• [Supplied records]

------------

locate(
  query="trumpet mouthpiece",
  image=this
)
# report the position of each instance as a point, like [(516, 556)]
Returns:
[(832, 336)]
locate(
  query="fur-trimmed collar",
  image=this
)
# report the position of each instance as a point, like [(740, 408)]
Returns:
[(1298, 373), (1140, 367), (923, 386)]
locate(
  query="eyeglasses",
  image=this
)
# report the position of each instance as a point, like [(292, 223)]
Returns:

------------

• [Objective]
Repeat the material in full, exactly as it stands.

• [Answer below]
locate(
  query="trumpet mouthpiece",
  image=this
)
# report the position of each instance as a point, like [(516, 556)]
Returns:
[(832, 336)]
locate(
  query="fur-trimmed collar",
  image=this
)
# report the position of each instance as a point, like [(740, 408)]
Returns:
[(1298, 373), (1140, 367), (923, 386)]
locate(
  query="eyeglasses",
  image=this
)
# report the position of each instance as a point, like [(292, 223)]
Returns:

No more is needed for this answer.